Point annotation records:
▼
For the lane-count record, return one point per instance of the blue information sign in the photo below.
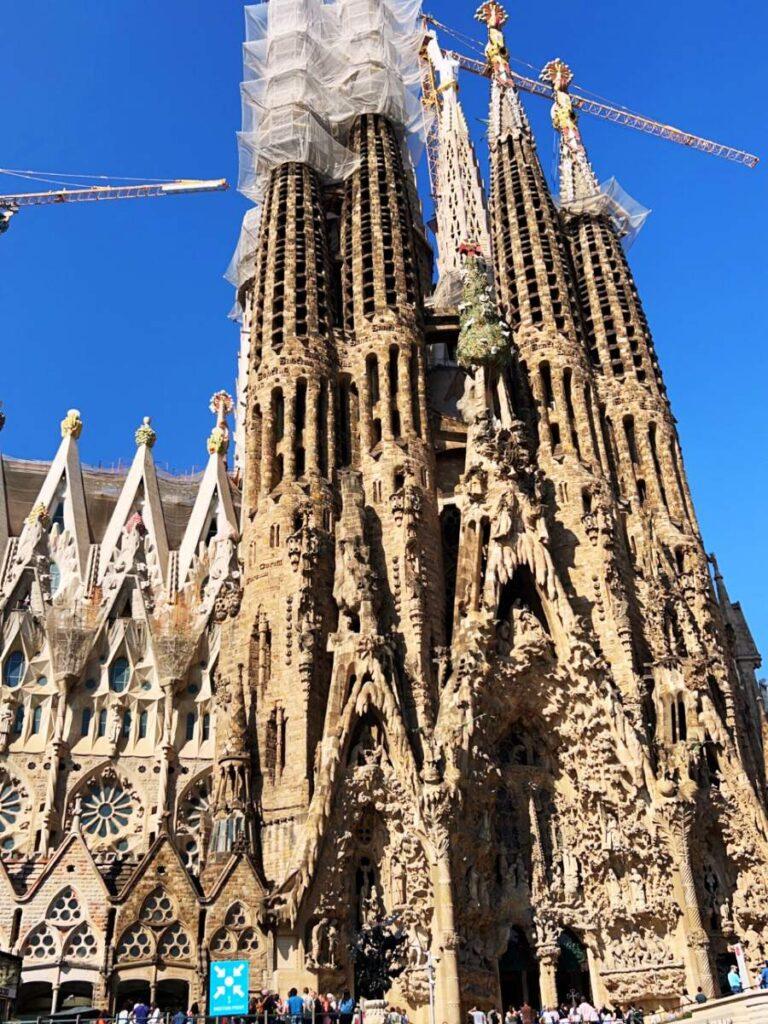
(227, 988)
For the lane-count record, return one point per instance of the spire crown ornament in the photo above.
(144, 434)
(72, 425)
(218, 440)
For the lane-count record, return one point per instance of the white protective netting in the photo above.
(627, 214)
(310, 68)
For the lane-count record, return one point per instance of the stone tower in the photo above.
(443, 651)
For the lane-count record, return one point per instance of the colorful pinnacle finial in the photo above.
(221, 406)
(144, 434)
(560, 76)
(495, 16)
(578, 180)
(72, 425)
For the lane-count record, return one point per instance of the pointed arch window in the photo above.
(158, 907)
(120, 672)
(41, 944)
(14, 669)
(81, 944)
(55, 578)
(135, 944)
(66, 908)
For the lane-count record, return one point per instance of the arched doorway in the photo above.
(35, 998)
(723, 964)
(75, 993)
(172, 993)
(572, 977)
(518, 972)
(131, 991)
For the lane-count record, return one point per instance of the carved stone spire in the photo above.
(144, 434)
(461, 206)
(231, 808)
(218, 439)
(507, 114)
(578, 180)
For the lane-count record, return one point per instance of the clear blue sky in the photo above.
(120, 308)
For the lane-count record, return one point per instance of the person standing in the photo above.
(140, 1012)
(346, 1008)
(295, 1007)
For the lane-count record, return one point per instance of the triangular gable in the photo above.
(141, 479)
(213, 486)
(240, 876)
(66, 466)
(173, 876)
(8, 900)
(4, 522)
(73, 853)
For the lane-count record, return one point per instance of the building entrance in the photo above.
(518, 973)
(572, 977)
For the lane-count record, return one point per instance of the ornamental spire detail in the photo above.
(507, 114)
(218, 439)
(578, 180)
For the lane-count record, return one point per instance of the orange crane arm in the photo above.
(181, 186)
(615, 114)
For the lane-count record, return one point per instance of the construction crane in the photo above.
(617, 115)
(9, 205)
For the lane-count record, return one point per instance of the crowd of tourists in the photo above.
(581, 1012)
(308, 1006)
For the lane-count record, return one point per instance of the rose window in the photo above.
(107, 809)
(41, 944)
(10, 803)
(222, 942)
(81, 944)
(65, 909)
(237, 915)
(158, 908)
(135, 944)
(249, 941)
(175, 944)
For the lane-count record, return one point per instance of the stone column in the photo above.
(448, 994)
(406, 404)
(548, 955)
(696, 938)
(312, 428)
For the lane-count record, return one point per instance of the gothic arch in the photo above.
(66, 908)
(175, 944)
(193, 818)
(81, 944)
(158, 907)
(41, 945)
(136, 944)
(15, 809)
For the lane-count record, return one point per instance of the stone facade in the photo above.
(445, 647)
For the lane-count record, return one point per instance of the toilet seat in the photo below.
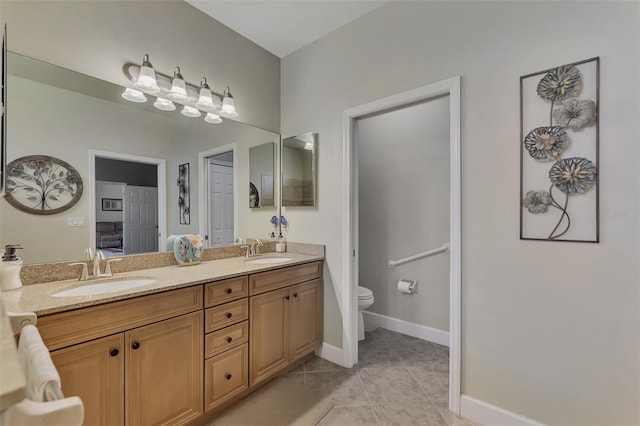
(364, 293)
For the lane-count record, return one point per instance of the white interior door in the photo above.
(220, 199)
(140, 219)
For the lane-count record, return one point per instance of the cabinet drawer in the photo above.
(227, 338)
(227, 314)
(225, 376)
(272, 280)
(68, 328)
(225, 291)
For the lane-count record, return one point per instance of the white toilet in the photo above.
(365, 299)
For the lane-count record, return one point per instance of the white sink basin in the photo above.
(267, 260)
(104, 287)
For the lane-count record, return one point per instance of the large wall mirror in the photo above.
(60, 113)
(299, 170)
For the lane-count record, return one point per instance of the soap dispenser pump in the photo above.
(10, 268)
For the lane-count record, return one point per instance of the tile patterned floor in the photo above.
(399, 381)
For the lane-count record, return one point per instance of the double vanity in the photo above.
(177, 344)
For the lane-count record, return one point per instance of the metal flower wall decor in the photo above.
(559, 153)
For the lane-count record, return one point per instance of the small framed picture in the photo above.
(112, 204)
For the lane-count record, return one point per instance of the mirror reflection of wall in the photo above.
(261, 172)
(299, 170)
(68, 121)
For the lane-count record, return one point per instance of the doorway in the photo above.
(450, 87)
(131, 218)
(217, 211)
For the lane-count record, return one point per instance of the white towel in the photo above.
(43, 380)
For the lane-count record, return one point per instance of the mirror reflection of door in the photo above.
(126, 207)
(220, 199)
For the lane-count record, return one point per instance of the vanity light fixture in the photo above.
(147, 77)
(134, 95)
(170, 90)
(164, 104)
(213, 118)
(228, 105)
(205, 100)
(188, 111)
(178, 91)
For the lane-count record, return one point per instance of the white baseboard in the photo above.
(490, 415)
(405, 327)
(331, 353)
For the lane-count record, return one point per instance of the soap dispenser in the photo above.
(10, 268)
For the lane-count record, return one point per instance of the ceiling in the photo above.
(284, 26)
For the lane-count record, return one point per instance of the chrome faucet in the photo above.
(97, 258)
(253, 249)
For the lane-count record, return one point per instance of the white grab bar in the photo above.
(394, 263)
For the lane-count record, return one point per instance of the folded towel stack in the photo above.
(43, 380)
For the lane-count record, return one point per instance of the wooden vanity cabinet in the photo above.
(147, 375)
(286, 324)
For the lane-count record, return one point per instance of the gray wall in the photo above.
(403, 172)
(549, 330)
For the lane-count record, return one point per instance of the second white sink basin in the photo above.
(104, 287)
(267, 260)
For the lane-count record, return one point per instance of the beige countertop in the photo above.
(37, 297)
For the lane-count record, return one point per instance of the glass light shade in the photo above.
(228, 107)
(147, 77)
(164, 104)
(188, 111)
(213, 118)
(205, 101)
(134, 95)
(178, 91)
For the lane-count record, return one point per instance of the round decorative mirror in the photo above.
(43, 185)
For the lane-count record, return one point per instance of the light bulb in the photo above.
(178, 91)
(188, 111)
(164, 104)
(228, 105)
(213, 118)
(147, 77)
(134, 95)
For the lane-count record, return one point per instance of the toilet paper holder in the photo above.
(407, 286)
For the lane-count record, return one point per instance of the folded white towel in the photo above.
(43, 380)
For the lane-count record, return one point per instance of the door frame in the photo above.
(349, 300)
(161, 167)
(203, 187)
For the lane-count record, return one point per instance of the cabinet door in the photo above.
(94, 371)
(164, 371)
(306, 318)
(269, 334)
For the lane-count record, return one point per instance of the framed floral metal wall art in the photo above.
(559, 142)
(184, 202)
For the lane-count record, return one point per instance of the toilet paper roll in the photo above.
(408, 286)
▲
▼
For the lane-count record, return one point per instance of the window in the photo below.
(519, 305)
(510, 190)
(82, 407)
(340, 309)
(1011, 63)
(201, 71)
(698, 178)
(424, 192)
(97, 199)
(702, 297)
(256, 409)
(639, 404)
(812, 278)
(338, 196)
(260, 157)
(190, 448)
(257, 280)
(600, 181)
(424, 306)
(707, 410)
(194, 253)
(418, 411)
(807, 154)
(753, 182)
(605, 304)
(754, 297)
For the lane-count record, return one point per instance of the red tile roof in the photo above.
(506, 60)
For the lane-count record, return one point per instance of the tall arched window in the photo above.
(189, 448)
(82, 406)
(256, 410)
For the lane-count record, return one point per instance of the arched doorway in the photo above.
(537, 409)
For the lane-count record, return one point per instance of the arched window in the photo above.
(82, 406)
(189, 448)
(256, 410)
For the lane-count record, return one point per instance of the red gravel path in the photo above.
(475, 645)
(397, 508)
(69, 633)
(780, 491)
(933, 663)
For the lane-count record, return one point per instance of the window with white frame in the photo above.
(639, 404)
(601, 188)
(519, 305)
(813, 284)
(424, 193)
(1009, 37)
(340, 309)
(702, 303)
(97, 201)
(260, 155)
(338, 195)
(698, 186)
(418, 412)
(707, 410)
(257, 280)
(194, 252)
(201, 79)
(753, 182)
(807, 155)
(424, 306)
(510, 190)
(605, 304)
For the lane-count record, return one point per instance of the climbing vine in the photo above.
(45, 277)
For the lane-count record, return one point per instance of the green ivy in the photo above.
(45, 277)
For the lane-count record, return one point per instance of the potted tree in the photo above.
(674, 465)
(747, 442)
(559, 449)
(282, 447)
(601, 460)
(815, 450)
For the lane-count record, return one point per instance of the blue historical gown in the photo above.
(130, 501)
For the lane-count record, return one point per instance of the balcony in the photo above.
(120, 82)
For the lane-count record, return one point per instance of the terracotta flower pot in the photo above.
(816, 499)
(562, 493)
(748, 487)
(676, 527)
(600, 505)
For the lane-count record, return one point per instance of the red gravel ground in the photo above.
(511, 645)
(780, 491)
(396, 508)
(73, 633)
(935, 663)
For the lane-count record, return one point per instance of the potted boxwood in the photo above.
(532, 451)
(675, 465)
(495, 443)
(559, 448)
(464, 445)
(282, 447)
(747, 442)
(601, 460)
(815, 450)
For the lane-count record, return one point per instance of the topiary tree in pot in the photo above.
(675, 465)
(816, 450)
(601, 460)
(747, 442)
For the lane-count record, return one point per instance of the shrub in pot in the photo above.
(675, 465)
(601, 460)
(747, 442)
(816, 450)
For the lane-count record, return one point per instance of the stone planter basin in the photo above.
▲
▼
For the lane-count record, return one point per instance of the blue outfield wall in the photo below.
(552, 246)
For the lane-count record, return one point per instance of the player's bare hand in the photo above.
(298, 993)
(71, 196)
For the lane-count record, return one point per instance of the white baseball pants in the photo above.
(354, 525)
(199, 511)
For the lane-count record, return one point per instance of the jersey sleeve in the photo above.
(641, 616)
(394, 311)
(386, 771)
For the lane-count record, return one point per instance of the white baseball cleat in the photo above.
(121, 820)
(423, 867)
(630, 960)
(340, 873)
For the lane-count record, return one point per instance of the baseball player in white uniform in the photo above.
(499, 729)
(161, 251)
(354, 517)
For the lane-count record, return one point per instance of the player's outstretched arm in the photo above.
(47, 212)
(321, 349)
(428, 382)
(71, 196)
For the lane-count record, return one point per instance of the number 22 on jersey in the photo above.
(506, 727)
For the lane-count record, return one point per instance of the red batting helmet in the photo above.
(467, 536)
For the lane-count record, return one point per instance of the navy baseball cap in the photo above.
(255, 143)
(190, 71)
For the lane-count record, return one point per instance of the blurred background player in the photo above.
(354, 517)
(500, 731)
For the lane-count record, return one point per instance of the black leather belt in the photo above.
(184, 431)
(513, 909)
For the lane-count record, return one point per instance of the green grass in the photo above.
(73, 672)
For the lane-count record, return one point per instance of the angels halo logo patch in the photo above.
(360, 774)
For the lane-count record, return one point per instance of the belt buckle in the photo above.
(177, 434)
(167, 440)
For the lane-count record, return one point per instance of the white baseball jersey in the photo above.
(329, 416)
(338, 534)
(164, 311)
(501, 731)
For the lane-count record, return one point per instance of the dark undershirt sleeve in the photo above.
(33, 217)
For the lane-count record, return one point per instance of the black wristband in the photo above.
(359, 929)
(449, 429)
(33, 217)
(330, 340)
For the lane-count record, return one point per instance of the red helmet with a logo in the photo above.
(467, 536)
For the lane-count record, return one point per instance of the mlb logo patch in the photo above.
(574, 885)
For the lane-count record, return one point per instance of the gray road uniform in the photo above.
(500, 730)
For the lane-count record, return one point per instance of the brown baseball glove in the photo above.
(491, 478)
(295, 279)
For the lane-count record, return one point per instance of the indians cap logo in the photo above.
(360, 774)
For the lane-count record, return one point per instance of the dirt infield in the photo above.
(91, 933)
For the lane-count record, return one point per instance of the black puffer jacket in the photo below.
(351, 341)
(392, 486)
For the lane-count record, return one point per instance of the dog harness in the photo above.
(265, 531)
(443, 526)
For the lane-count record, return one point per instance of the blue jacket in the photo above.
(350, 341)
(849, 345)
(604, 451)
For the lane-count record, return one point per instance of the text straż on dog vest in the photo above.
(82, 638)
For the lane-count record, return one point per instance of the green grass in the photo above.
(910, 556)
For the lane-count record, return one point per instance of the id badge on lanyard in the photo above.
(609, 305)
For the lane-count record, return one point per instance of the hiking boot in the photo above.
▲
WHAT TO WORK ON. Please report each line of the records above that contains the word "flower". Treat uppercase and lowercase as different.

RIGHT ANSWER.
For the lane-count record, return one point per instance of the metal flower wall decor in the photo above.
For the lane-count record, return one point per instance of the terracotta flower pot in the photo above.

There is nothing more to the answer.